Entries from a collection
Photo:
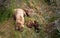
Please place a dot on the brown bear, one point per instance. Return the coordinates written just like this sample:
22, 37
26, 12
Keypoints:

**Given request**
Could you return every line of the entries above word for word, leaving out the pictures?

**Full response**
Photo:
Please place a dot on the brown bear, one point per instance. Return the coordinates written just like this sample:
22, 37
26, 12
Keypoints:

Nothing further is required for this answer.